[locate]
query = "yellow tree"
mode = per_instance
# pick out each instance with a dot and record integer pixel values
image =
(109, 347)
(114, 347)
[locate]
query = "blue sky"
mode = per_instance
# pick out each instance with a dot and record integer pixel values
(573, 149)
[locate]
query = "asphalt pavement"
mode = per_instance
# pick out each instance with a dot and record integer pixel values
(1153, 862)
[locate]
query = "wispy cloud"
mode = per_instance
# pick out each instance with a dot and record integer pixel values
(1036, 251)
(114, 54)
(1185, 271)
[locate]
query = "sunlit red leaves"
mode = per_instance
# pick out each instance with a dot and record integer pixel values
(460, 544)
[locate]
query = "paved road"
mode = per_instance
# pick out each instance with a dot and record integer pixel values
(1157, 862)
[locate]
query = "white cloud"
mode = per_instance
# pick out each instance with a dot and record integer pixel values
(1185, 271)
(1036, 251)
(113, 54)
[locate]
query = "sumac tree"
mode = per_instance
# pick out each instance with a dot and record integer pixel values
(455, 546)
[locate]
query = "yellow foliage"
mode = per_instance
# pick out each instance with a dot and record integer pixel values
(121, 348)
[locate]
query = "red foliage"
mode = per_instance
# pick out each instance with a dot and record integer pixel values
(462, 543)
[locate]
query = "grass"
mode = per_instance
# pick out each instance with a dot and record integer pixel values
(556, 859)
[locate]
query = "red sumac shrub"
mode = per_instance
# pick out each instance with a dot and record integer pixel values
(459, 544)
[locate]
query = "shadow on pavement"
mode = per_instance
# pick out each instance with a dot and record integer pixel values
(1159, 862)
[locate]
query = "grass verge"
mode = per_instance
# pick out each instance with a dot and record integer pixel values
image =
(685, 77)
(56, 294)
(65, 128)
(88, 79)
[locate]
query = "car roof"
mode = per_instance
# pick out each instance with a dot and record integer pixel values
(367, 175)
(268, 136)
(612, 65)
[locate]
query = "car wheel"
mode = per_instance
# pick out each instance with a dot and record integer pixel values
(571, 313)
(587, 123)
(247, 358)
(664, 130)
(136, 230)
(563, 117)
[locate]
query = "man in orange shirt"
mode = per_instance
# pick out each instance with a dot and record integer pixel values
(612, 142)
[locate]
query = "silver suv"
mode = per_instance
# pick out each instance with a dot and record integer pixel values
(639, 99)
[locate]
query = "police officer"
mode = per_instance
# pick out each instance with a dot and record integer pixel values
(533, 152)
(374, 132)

__________________________________________________

The task: Whenever the string "pavement" shows up in a line of the records, copy that line.

Response to the exercise:
query = "asphalt pavement"
query = "shadow on pavement"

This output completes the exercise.